TASK SET
• 1. Using the post on violence against nurses, explain in one to three sentences why the author was horrified by the father's reaction to his daughter's immunizations.
• 2. According to the post on violence against nurses, what was the author's first nursing job?
━━ EXTRACTED TEXT ━━
I probably shouldn’t write this post. It will probably be considered controversial– even though it seems like it shouldn’t. However, I am writing from a place of lessons learned and I want to share those lessons with . . . teachers everywhere.
I was happily reading some on-line celebrity news (as a destressor) when I came across this article about Anthony D’Amico. The article explains that his 2 m/o daughter went in for her regular immunizations and he experienced ” . . . an overwhelming urge to punch out the nurse . . . ” as she was delivering the infant’s shots.
Now, I’m sure, he meant this as a unifying post among parents everywhere– that none of us like to see children experience pain. I get that. As a pediatric nurse, however, I was horrified. His first instinct is not to pick up and comfort his child or say reassuring words, but to injure the nurse providing lifesaving preventative care. I’m sorry . . . that just not cool.
Would it surprise you if I told you that nurses experience the most violence of any profession . . . including police officers? Here’s just one of many articles that eludes to that fact. I first started nursing in 1993. My first job was as an adult ICU nurse. During that first year, an elderly vented patient grabbed my stethoscope that was on my neck and began to choke me with it. I could not break their grip and only when a passing respiratory therapist saw my predicament was I freed from possibly a very serious injury and/or death. Sadly, that’s not been my only incident. Getting cursed or sworn at is common— not rare. I’ve been personally threatened with unwarranted law suits just so I would bend to a family’s demand. I’ve had men raise their fists at me more than once. I’ve seen so much worse happen to other healthcare workers.
When I first started nursing those twenty-six year ago, it was an unwritten expectation that these events were tolerated and nothing happened to the perpetrators. It was, “part of the job”. These “people are sick” and “they don’t know what they’re doing.”
Well, a police officer can still charge a drunk person if that person injures them physically. For decades, a nurse was not permitted to even think this was an option.
━━━
━━ PROVIDED DATA ━━
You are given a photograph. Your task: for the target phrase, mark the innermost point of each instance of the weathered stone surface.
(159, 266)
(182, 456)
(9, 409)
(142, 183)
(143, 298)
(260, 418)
━━━
RESPONSES IN ORDER
• 1. The author, a pediatric nurse, was horrified because the father's first instinct was not to pick up and comfort his child or to say reassuring words. Instead, his instinct was to injure the nurse who was providing lifesaving preventative care.

• 2. The author's first job was as an adult ICU nurse.